● **Texte fourni**
·····

L’appelant se demande également à qui la personne affectée a distribué les documents, outre le Ministère. Selon l’appelant, étant donné que la personne affectée a pu distribuer les documents en dehors du Ministère, et même les avoir fournis aux médias, il pourrait y avoir atteinte à ses attentes en matière de confidentialité et de protection de la vie privée. Enfin, l’appelant mentionne qu’étant donné la grande diffusion des documents, la divulgation de ces derniers ne nuirait pas indûment à la réputation de la personne affectée, au sens de l’alinéa 21 (2) i).

 

Cependant, on ne m’a pas fourni suffisamment de preuves à l’appui de l’allégation de l’appelant, à savoir que le contenu des documents a été distribué par la personne affectée en dehors du Ministère et aux médias. Par conséquent, je ne crois pas que les attentes de l’appelant en matière de confidentialité puissent être minées par suite de la grande diffusion des allégations contenues dans les documents.

 

La personne affectée s’oppose catégoriquement à la divulgation des renseignements contenus dans les documents. Elle indique que chaque lettre a été envoyée au Ministère accompagnée d’une note mentionnant qu’elle était communiquée à titre confidentiel, comme le prévoit l’alinéa 21 (2) h). Ce facteur important milite en faveur de la non-divulgation des renseignements contenus dans les documents.

 

Les observations de la personne affectée mentionnent également la nature délicate des allégations contenues dans les documents, soulevant l’application de l’alinéa 21 (2) f) qui porte sur la «nature très délicate» des renseignements. Ce facteur milite en faveur de la protection de la vie privée.

 

La personne affectée mentionne également qu’elle a reçu des lettres de la part de l’appelant, indiquant qu’il entend poursuivre divers recours judiciaires au nom du Collège et des personnes mentionnées dans les documents. Sans toutefois me baser sur l’élément visé par l’alinéa 21 (2) e), je crois que la personne affectée s’inquiète du fait qu’elle pourrait être lésée dans ses intérêts pécuniaires ou autres par suite de la divulgation des documents. Je ne suis pas convaincu, cependant, que la personne affectée risque d’être «injustement» lésée dans ses intérêts pécuniaires ou autres par suite de la divulgation des documents. Bien que l’appelant ait averti la personne affectée de son intention d’intenter des actions en justice contre elle, on ne peut affirmer qu’une décision défavorable et des dommages éventuels auxquelles elle pourrait être assujettie dans le cadre de ces procédures seraient «injustes». La personne affectée pourrait soulever plusieurs défenses et il ne m’incombe pas d’évaluer les chances de succès des clients de l’appelant. Par conséquent, je ne peux accorder beaucoup d’importance à cette considération.

 

La personne affectée mentionne également qu’elle était responsable, en tant que fonctionnaire, d’attirer l’attention du Ministère – qui assure le financement du Collège – sur ce qu’elle considère comme étant de sérieuses irrégularités financières. Elle affirme que pour pouvoir assumer cette fonction, on doit être assuré de la confidentialité de ses propos. La personne affectée indique qu’elle a soulevé ces questions auprès du Ministère de bonne foi et par souci du bien-fondé des irrégularités documentées dans les documents. La personne affectée mentionne qu’elle espérait que le Ministère mènerait une enquête interne sur les allégations qu’elle avait soulevées.

·····

● **Travail demandé**
A: Résumez sous forme de liste le paragraphe du texte qui commence par « La personne affectée s’oppose catégoriquement » en gardant ses faits principaux.
B: Dans les lignes, renommez « evergreen tree » en « conifer » sur tout le passage qui va de la ligne contenant « Target: evergreen tree » jusqu’à celle contenant « 73L262 77L268 79L270 ». Redonnez seulement ces lignes, sans aucune autre modification.
Le texte et les lignes placées après lui n’ont aucun lien entre eux.

[Éléments d’étiquetage pour la segmentation]
·····

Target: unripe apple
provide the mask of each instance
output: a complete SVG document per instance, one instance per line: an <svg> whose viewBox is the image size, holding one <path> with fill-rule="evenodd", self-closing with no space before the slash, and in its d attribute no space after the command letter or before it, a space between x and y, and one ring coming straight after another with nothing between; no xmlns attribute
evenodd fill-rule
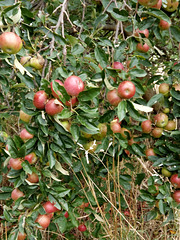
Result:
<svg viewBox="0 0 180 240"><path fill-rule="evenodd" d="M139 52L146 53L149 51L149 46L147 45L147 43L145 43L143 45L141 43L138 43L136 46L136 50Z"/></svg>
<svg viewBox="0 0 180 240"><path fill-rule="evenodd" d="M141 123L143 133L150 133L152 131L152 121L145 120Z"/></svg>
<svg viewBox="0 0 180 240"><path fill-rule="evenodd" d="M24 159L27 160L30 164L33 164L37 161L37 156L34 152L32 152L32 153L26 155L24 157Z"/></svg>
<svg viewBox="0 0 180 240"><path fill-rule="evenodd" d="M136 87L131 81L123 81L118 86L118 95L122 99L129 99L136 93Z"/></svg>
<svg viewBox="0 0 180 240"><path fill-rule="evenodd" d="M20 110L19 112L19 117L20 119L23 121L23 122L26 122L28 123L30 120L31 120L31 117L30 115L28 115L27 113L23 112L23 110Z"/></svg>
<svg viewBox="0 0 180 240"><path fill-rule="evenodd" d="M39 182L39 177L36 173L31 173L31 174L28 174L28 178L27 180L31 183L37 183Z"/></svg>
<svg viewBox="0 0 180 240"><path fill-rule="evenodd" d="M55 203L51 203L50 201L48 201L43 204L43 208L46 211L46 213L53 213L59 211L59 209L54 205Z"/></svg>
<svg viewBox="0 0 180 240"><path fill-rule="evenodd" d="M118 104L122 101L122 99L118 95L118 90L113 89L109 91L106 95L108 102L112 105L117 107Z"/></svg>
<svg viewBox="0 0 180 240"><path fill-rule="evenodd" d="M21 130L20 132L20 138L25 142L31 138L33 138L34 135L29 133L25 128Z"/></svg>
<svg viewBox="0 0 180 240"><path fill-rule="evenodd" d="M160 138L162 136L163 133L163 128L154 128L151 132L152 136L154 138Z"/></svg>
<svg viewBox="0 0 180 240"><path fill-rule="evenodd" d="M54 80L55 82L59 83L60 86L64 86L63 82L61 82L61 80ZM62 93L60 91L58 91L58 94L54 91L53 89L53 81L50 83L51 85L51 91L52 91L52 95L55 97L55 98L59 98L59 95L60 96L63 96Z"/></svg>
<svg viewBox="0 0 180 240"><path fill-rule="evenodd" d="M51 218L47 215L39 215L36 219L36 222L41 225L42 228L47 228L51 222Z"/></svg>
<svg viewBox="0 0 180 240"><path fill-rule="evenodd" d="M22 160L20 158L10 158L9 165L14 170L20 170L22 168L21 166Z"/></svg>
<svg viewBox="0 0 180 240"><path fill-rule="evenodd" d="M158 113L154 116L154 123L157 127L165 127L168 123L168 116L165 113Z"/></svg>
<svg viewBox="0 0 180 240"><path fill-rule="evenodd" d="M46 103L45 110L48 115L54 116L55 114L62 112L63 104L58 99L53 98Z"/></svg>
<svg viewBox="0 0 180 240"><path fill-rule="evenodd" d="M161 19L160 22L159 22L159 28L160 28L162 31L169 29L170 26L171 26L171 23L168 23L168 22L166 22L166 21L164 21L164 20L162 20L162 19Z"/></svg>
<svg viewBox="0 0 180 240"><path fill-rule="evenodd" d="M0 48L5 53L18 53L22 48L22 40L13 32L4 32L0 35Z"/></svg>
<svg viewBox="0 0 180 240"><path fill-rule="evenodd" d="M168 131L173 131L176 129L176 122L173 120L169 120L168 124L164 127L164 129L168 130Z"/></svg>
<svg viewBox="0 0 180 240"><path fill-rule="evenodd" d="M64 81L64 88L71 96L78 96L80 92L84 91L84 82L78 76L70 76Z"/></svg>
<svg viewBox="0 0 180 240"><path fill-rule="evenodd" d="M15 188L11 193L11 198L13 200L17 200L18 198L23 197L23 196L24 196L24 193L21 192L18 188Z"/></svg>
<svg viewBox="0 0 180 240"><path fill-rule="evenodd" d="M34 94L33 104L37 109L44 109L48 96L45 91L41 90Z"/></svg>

·····

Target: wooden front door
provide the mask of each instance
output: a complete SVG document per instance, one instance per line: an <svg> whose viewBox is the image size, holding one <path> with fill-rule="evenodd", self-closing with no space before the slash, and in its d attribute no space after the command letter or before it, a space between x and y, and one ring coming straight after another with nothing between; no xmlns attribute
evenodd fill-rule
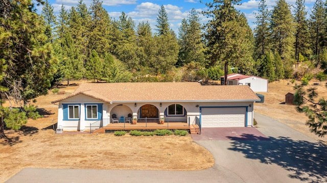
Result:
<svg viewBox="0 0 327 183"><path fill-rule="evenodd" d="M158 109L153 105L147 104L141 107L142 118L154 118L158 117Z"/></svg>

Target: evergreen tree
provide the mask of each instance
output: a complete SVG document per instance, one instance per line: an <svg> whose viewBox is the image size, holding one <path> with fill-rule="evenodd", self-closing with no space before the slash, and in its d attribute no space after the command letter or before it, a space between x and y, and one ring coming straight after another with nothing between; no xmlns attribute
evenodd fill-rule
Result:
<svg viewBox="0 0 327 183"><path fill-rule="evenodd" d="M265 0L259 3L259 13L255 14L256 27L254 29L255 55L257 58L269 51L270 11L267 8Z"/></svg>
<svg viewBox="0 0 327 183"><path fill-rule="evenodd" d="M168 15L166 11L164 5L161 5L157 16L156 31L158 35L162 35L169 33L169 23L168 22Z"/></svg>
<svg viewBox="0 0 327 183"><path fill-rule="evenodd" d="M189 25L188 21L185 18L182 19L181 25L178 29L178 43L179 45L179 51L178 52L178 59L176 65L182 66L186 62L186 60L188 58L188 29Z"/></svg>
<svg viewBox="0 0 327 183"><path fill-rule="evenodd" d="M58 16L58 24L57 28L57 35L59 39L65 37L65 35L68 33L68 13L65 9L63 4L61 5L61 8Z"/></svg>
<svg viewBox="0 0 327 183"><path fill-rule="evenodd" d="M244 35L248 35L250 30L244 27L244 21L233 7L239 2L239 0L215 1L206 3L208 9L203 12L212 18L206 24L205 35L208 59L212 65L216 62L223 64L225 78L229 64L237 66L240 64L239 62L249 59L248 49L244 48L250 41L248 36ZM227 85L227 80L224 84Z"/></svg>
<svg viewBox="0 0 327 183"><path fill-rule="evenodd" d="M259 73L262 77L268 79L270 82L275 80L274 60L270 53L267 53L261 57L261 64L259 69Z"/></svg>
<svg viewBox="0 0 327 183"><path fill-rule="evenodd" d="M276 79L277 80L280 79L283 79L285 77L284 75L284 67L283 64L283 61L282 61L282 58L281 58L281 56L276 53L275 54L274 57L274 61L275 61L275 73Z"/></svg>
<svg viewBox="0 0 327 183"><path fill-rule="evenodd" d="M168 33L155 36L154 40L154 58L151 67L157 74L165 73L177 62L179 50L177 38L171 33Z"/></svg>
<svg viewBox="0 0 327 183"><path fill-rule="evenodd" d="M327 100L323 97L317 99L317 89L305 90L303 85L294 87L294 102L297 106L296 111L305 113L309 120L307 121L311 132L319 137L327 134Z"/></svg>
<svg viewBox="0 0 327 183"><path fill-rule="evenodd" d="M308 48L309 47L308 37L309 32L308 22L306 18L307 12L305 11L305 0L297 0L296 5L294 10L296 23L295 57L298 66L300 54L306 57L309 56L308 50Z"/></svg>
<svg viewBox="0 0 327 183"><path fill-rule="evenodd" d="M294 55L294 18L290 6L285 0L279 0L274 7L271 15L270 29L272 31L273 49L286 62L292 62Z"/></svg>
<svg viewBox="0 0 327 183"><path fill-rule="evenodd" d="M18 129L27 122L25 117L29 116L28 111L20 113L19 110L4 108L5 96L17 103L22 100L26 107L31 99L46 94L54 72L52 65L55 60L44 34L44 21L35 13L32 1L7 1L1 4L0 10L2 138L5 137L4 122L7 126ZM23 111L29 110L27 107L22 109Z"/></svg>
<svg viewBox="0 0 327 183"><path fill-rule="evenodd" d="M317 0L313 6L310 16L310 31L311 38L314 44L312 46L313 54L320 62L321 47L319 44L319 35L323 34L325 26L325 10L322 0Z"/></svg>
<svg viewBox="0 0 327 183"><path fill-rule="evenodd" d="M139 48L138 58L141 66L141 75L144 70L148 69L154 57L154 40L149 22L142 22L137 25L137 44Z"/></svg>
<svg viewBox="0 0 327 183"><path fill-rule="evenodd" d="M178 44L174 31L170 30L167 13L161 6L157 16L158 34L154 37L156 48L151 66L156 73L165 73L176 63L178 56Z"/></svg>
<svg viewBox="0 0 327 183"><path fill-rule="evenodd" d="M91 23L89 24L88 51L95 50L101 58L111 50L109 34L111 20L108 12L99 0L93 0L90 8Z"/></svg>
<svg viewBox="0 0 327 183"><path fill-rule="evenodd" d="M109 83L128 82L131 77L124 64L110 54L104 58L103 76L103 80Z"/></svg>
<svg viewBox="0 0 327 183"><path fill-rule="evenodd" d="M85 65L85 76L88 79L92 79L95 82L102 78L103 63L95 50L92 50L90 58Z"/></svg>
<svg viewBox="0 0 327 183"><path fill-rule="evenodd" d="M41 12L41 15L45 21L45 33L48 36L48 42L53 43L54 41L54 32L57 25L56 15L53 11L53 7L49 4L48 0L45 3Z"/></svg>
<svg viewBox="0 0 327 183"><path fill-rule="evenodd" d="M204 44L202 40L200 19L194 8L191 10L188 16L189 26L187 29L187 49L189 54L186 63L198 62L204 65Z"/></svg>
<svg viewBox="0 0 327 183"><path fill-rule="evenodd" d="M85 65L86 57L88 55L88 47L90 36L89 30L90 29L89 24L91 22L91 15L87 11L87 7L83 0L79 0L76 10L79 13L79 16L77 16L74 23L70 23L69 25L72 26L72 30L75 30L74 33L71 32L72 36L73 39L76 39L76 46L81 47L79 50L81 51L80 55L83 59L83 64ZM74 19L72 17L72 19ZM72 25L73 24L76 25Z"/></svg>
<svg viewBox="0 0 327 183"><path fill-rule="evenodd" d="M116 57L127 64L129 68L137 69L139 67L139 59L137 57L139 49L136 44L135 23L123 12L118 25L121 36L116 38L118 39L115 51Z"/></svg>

·····

● **Corrigé**
A:
- La personne affectée s’oppose catégoriquement à la divulgation des renseignements contenus dans les documents.
- Chaque lettre a été envoyée au Ministère avec une note précisant qu’elle était communiquée à titre confidentiel, comme le prévoit l’alinéa 21 (2) h).
- Ce facteur important milite en faveur de la non-divulgation de ces renseignements.

B:
Target: conifer
provide the mask of each instance
output: a complete SVG document per instance, one instance per line: an <svg> whose viewBox is the image size, holding one <path> with fill-rule="evenodd", self-closing with no space before the slash, and in its d attribute no space after the command letter or before it, a space between x and y, and one ring coming straight after another with nothing between; no xmlns attribute
evenodd fill-rule
Result:
<svg viewBox="0 0 327 183"><path fill-rule="evenodd" d="M265 0L259 3L259 13L255 14L256 27L254 29L255 55L257 58L269 51L270 11L267 8Z"/></svg>
<svg viewBox="0 0 327 183"><path fill-rule="evenodd" d="M168 15L166 11L164 5L161 5L157 16L156 31L158 35L162 35L169 33L169 23L168 22Z"/></svg>
<svg viewBox="0 0 327 183"><path fill-rule="evenodd" d="M189 25L188 21L185 18L182 19L181 25L178 29L178 43L179 45L179 51L178 52L178 59L176 65L182 66L186 62L186 60L188 58L188 29Z"/></svg>
<svg viewBox="0 0 327 183"><path fill-rule="evenodd" d="M58 16L58 24L57 28L57 35L59 39L65 37L65 35L68 33L68 13L65 9L63 4L61 5L61 8Z"/></svg>
<svg viewBox="0 0 327 183"><path fill-rule="evenodd" d="M244 35L248 35L250 30L244 27L244 21L233 7L239 2L239 0L215 1L206 3L208 9L203 12L212 18L206 24L205 35L208 59L212 65L216 62L223 64L225 78L229 64L237 66L240 64L239 62L249 59L248 49L244 48L250 41L248 36ZM227 85L227 80L224 84Z"/></svg>
<svg viewBox="0 0 327 183"><path fill-rule="evenodd" d="M259 73L262 77L268 79L270 82L275 80L274 60L270 53L267 53L261 57L261 64L259 69Z"/></svg>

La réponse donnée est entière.